» ACTIVITY
Rewrite the rows below with each "rough mask" switched to "coarse mask" and nothing else altered.

INPUT FOR THIS TASK START

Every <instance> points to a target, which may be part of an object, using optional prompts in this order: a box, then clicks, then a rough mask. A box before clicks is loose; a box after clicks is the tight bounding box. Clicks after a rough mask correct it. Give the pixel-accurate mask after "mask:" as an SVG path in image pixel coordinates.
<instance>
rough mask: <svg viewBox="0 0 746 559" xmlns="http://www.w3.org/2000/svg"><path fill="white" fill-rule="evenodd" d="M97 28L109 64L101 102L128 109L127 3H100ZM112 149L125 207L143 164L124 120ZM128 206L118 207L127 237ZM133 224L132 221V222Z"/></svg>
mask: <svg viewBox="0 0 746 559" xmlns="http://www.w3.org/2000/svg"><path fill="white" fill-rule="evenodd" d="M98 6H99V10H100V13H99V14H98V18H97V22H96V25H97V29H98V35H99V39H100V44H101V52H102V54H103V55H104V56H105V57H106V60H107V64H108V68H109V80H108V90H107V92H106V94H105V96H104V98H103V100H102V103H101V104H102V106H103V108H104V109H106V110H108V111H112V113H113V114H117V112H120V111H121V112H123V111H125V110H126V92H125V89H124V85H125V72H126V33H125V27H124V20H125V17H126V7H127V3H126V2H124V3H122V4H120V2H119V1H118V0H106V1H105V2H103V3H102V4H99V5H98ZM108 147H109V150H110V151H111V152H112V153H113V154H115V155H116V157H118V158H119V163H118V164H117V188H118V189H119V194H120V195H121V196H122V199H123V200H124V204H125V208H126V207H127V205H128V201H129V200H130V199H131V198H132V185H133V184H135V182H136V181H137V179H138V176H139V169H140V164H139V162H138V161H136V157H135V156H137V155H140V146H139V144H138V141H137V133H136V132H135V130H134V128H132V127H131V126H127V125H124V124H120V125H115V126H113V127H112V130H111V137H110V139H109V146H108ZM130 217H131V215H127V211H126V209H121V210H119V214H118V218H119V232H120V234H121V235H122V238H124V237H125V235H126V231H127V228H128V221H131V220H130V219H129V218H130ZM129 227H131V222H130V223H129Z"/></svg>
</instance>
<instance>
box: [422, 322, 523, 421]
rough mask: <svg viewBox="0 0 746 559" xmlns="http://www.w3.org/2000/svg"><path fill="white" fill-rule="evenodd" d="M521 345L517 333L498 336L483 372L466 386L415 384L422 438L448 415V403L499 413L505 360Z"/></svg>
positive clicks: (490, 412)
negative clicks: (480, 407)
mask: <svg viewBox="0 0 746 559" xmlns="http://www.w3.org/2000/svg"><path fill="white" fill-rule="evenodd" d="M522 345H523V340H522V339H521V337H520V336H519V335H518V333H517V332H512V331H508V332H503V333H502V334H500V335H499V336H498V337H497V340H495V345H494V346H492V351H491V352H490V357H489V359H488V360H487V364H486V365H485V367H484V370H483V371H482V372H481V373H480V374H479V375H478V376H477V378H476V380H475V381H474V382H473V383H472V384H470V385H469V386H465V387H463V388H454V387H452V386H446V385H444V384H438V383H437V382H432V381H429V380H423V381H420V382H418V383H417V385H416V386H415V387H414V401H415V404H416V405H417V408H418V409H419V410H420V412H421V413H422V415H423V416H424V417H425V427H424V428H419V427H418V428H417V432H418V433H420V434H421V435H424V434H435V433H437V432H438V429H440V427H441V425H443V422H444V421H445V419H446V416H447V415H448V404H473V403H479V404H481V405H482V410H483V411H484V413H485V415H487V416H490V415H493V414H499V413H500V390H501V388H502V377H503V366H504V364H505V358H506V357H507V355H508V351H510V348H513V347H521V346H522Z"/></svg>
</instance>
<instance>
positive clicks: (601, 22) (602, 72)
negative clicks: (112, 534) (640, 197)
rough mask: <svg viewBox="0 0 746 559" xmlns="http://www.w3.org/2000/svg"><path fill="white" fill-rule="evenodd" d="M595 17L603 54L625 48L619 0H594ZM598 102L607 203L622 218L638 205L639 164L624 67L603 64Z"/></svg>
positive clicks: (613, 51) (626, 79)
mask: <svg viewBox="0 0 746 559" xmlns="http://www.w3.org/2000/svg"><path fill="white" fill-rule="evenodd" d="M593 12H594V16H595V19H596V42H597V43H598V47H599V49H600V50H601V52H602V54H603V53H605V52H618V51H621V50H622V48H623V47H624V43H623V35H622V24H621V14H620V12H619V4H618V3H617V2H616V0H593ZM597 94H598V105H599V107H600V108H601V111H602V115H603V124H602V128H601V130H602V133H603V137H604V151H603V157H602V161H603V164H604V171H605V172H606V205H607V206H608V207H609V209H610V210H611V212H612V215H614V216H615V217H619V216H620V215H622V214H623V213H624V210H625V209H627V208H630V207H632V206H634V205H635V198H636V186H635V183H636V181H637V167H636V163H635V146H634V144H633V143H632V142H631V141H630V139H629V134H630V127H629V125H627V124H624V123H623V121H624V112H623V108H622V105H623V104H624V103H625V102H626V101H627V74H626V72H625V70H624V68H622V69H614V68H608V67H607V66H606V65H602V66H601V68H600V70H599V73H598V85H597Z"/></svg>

INPUT FOR THIS TASK END

» RESPONSE AREA
Every <instance> points to a target, which may be part of an object, using optional prompts in this order: a box, then clicks, then a coarse mask. A box before clicks is loose; a box after clicks is the tight bounding box. Clicks after a coarse mask correct it. Give the pixel-accurate mask after "mask:" as an SVG path in image pixel coordinates.
<instance>
coarse mask: <svg viewBox="0 0 746 559" xmlns="http://www.w3.org/2000/svg"><path fill="white" fill-rule="evenodd" d="M97 28L109 64L101 102L128 109L127 3H100ZM112 149L125 207L143 164L124 120ZM128 206L118 207L127 237ZM133 224L132 221V222Z"/></svg>
mask: <svg viewBox="0 0 746 559" xmlns="http://www.w3.org/2000/svg"><path fill="white" fill-rule="evenodd" d="M98 6H99V10H100V13H99V14H98V18H97V22H96V25H97V29H98V35H99V39H100V44H101V52H102V54H103V55H104V56H105V57H106V60H107V64H108V68H109V80H108V90H107V92H106V94H105V96H104V98H103V100H102V103H101V104H102V106H103V108H104V109H106V110H108V111H112V113H113V114H117V112H120V111H121V112H123V111H125V110H126V92H125V89H124V85H125V72H126V33H125V27H124V20H125V17H126V7H127V3H126V2H124V3H122V4H120V2H119V1H118V0H106V1H105V2H103V3H102V4H99V5H98ZM108 147H109V150H110V151H111V152H112V153H113V154H115V155H116V157H118V158H119V163H118V164H117V188H118V189H119V194H120V195H121V196H122V199H123V200H124V204H125V208H126V207H127V205H128V201H129V200H130V199H131V198H132V185H133V184H135V182H136V181H137V179H138V176H139V169H140V164H139V162H138V161H136V157H135V156H137V155H140V146H139V144H138V141H137V133H136V132H135V130H134V128H132V127H131V126H127V125H124V124H120V125H115V126H113V127H112V130H111V137H110V139H109V146H108ZM130 217H131V215H127V211H126V209H121V210H119V214H118V218H119V232H120V234H121V235H122V238H124V237H125V235H126V231H127V228H128V221H131V220H130V219H129V218H130ZM129 227H131V222H130V223H129Z"/></svg>
</instance>
<instance>
box: [422, 322, 523, 421]
coarse mask: <svg viewBox="0 0 746 559" xmlns="http://www.w3.org/2000/svg"><path fill="white" fill-rule="evenodd" d="M521 345L517 333L498 336L483 372L466 386L415 384L422 438L448 415V403L499 413L505 360Z"/></svg>
positive clicks: (490, 412)
negative clicks: (480, 407)
mask: <svg viewBox="0 0 746 559" xmlns="http://www.w3.org/2000/svg"><path fill="white" fill-rule="evenodd" d="M522 345H523V340H522V339H521V337H520V336H519V335H518V333H517V332H512V331H508V332H503V333H502V334H500V335H499V336H498V337H497V340H495V345H494V346H492V351H491V352H490V357H489V359H488V360H487V364H486V365H485V367H484V370H483V371H482V372H481V373H480V374H479V375H478V376H477V378H476V380H475V381H474V382H473V383H472V384H470V385H469V386H465V387H463V388H454V387H452V386H446V385H444V384H438V383H437V382H432V381H429V380H423V381H420V382H418V383H417V385H416V386H415V387H414V401H415V404H416V405H417V408H418V409H419V410H420V412H421V413H422V415H423V416H424V417H425V427H424V428H419V427H418V428H417V432H418V433H420V434H421V435H424V434H435V433H437V432H438V429H440V427H441V425H443V422H444V421H445V419H446V416H447V415H448V404H473V403H479V404H481V405H482V410H483V411H484V413H485V415H487V416H490V415H493V414H499V413H500V390H501V388H502V377H503V366H504V364H505V358H506V357H507V355H508V351H510V348H513V347H521V346H522Z"/></svg>
</instance>
<instance>
positive clicks: (601, 22) (602, 72)
negative clicks: (112, 534) (640, 197)
coarse mask: <svg viewBox="0 0 746 559" xmlns="http://www.w3.org/2000/svg"><path fill="white" fill-rule="evenodd" d="M595 17L603 54L625 48L619 0H594ZM598 102L607 203L622 218L638 205L639 164L624 67L603 64Z"/></svg>
positive clicks: (613, 51) (626, 79)
mask: <svg viewBox="0 0 746 559" xmlns="http://www.w3.org/2000/svg"><path fill="white" fill-rule="evenodd" d="M593 12H594V16H595V19H596V42H597V43H598V47H599V49H600V50H601V52H602V54H603V53H605V52H618V51H621V50H622V48H623V47H624V43H623V35H622V24H621V14H620V12H619V4H618V3H617V2H616V0H593ZM597 94H598V105H599V107H600V108H601V111H602V115H603V124H602V128H601V130H602V133H603V137H604V151H603V157H602V161H603V164H604V171H605V172H606V205H607V206H608V207H609V209H610V210H611V212H612V215H614V216H615V217H619V216H620V215H622V214H623V213H624V210H625V209H627V208H630V207H632V206H634V205H635V198H636V186H635V183H636V181H637V167H636V163H635V146H634V144H633V143H632V142H631V141H630V139H629V134H630V127H629V125H627V124H624V123H623V121H624V112H623V108H622V105H623V104H624V103H625V102H626V101H627V74H626V72H625V70H624V68H622V69H614V68H608V67H607V66H606V65H602V66H601V68H600V70H599V73H598V85H597Z"/></svg>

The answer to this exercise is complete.